### ФРАГМЕНТ ТЕКСТА

════════════════════

Немало было сделано за эти годы, чтоб утопить меня в мелочах и в помоях. Но сил у меня — ещё много. И, кажется, я проплыл, не утопили.
Вот такие были мои спокойные годы для бестревожного творчества в Вермонте.
А тем временем по одиночке ускользали, уползали из-под советских лап и десятки известных и сотни прежде молчаливых, о ком раньше и подумать такого было нельзя, — а на Западе у всех обнаруживались честолюбия, претенциозные перья, программы и замыслы. Перемещаясь на Запад, где объём эмиграции гораздо меньше, чем объём образованного круга в СССР, — они становились тут как бы крупнее, заметнее, да ещё при наивной доверчивости западной публики. И первой их мыслью, и первым движением было — поливать бранью, но не коммунизм, а Россию и русский патриотизм, а значит заодно — и меня. И этот поворот против меня, и модность этих уколов быстро перенимались и размножались на Западе, ещё и в мои европейские годы, а я как-то и не вникал, не слышал толком, внимания не придавал, а потом с наслаждением нырнул в работу в Пяти Ручьях — и ещё меньше замечал, какой идёт множественный против меня поворот в Америке. Лишь постепенно обнаружилась вся густота и обширность брани, и что я, не как прежде, союзников почти нацело лишён, а — толпы и толпы неприязненных. Когда-то был — один враг, Огромный, а тут — множество мелких, неперечислимых, Тараканья Рать. Не одно зевло драконье, а множество мелких, и — как против них? Не наставлять же пику отдельно на каждого? не разбирать же по именам, и каждый их куцый шажок?

════════════════════

### ИСХОДНЫЕ ДАННЫЕ
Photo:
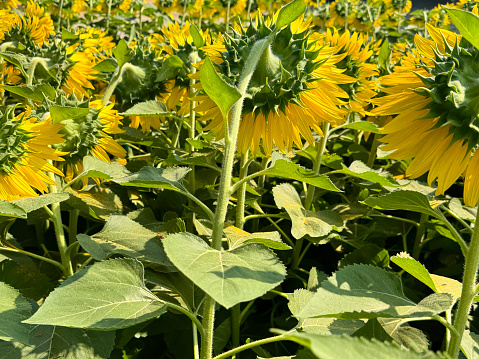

════════════════════

### ЗАДАНИЯ
• A. Перепишите из фрагмента всё, начиная со слов "Немало было сделано" и вплоть до слов "творчества в Вермонте.".
• B. Ответьте по фрагменту на вопросы, отмечая ответы так же:
(i) Где проходили «спокойные годы для бестревожного творчества»?
(ii) Что, согласно фрагменту, эмигранты первым делом начинали поливать бранью?
(iii) Как во фрагменте названо множество мелких противников?
• C. Объясните по фрагменту, почему эмигранты, переместившись на Запад, становились там крупнее и заметнее.

### ОТВЕТЫ К ЗАДАНИЯМ
• A.
Немало было сделано за эти годы, чтоб утопить меня в мелочах и в помоях. Но сил у меня — ещё много. И, кажется, я проплыл, не утопили.
Вот такие были мои спокойные годы для бестревожного творчества в Вермонте.

• B.
(i) В Вермонте.
(ii) Не коммунизм, а Россию и русский патриотизм.
(iii) Тараканья Рать.

• C. Объём эмиграции на Западе гораздо меньше, чем объём образованного круга в СССР. Кроме того, западная публика наивно доверчива.